━━━ GIVEN INFORMATION ━━━

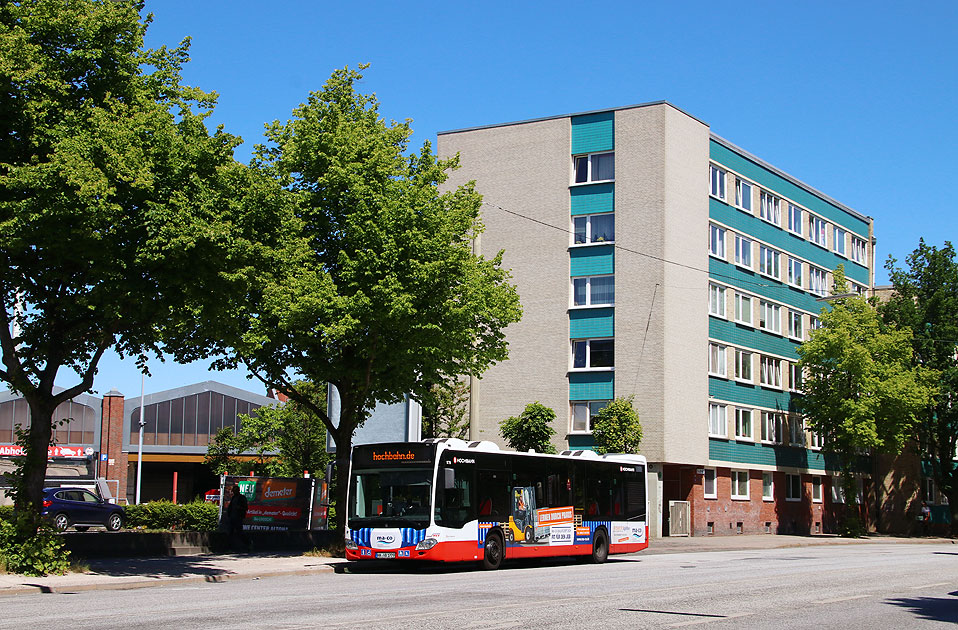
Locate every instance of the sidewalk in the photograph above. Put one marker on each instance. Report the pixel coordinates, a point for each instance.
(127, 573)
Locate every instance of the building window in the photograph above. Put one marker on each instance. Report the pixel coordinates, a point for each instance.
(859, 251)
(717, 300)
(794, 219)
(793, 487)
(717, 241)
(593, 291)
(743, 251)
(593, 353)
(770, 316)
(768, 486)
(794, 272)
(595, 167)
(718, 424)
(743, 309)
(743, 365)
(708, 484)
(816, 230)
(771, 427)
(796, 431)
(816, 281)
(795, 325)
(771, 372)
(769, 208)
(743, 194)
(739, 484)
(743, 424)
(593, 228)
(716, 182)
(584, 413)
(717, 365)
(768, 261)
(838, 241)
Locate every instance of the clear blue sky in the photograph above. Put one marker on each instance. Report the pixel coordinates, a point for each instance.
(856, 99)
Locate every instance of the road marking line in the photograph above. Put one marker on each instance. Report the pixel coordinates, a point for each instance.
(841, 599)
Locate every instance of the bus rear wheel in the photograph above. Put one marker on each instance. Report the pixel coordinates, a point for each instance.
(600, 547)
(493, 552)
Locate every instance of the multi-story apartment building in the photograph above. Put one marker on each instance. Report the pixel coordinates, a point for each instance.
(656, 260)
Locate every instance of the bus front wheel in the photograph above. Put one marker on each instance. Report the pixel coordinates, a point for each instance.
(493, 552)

━━━
━━━ GIVEN INFORMATION ━━━

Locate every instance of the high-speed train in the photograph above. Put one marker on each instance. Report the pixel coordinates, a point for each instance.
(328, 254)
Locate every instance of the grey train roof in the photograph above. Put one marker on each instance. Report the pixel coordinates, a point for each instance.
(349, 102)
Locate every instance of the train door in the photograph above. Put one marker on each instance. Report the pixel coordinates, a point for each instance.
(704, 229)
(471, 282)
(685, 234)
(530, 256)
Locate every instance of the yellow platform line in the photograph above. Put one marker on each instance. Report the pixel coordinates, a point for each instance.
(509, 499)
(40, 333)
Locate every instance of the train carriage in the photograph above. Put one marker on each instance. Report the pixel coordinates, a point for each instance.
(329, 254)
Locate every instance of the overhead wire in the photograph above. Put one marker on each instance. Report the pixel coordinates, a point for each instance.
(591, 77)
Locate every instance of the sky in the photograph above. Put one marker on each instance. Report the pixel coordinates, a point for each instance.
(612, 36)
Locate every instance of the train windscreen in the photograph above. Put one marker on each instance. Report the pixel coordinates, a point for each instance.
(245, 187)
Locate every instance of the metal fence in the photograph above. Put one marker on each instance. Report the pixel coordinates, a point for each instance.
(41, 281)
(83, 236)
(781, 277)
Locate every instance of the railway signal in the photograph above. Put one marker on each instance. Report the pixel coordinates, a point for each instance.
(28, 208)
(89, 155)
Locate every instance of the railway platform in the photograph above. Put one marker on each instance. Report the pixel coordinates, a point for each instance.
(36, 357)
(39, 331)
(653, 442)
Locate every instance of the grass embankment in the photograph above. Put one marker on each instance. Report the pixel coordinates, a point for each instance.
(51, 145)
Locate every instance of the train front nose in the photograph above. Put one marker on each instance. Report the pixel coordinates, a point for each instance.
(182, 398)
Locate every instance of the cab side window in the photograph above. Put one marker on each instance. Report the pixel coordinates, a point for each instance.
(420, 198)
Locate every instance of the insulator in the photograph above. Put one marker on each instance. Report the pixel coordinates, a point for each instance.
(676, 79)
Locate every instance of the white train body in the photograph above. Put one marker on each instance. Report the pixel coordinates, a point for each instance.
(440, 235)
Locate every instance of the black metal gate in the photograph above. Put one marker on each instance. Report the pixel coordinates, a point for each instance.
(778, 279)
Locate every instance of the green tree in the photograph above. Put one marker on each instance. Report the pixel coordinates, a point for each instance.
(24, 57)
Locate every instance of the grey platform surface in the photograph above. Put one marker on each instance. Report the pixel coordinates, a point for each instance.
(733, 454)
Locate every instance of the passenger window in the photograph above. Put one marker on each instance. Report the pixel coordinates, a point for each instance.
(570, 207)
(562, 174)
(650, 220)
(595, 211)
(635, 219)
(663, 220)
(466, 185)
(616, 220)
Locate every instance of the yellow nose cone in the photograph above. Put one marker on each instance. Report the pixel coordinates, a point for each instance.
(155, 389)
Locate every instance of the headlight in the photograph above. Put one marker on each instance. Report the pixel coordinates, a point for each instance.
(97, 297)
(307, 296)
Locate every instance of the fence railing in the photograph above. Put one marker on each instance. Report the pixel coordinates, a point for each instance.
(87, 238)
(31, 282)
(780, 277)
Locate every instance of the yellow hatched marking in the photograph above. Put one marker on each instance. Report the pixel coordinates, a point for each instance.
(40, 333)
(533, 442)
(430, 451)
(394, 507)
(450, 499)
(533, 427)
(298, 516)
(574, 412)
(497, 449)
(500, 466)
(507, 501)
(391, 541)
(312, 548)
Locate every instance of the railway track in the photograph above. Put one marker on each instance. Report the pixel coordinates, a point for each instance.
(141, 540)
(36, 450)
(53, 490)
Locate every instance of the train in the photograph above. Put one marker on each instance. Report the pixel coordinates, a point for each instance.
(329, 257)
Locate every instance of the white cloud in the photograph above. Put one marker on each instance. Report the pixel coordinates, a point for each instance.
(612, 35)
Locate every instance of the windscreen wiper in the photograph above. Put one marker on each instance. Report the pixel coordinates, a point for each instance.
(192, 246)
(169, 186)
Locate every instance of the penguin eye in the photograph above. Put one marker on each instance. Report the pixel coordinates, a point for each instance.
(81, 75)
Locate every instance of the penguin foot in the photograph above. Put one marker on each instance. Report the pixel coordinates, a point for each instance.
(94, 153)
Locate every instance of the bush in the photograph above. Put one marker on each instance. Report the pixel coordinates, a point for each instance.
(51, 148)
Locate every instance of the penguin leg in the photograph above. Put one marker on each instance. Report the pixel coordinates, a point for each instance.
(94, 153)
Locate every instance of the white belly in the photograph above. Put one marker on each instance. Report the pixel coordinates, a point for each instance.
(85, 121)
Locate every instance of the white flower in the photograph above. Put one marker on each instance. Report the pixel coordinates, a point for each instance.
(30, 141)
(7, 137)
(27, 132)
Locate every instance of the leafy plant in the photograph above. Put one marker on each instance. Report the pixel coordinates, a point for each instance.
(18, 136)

━━━
━━━ GIVEN INFORMATION ━━━

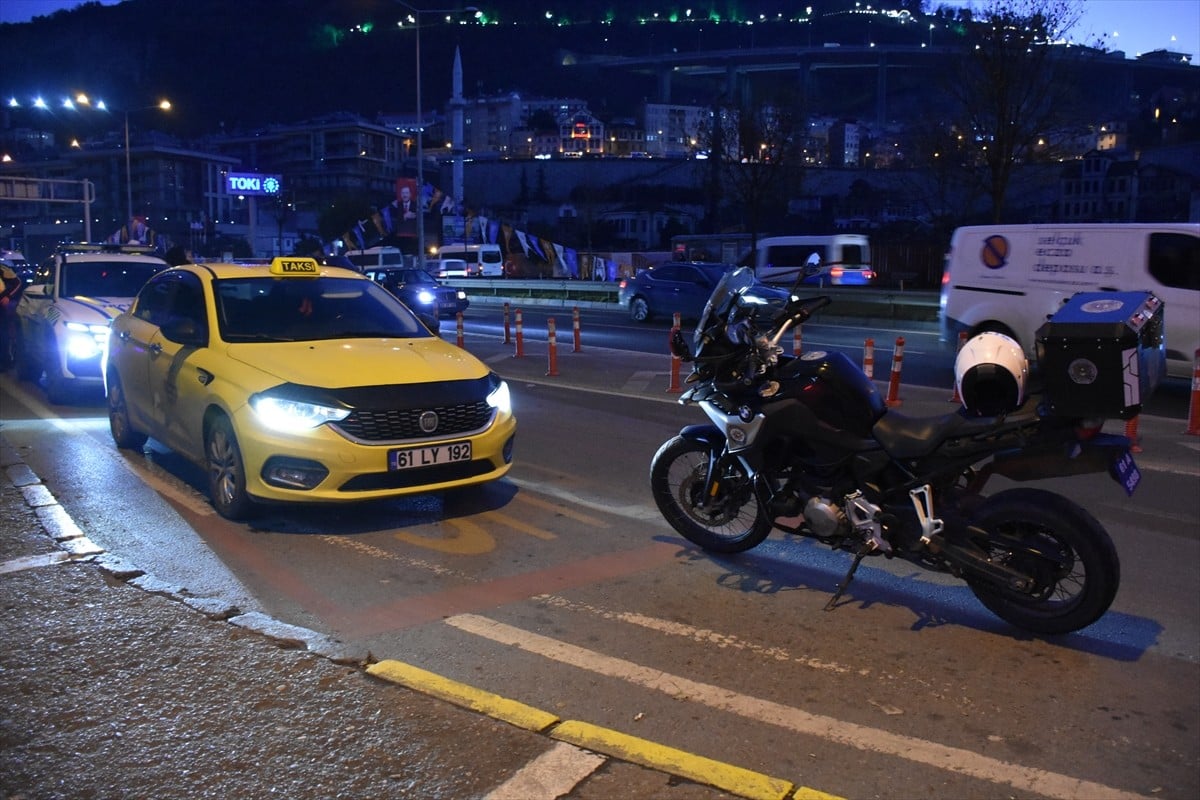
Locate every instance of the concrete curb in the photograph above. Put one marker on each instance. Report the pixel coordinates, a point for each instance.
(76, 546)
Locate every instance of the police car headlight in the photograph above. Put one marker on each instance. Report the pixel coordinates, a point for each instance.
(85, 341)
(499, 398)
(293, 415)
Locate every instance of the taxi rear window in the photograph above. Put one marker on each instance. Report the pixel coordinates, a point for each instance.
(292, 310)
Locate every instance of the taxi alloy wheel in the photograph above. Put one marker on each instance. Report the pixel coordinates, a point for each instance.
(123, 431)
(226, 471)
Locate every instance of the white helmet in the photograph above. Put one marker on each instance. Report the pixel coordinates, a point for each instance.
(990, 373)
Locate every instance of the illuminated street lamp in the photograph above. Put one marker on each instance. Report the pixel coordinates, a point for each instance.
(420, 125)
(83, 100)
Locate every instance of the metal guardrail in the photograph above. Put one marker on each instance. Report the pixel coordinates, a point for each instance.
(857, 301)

━━━

Gather every line in the material above that contains the word "front", and copy each one out in full.

OUTPUT FOR THIS EXERCISE:
Locate every instance of the bus front wheel in the photograph above. Put one marker on each instance. Report the pixel coordinates, a point for each instance.
Locate every instance of the train front nose in the photograph above. Put one marker on each instance. Report the pixel coordinates, a point for each instance.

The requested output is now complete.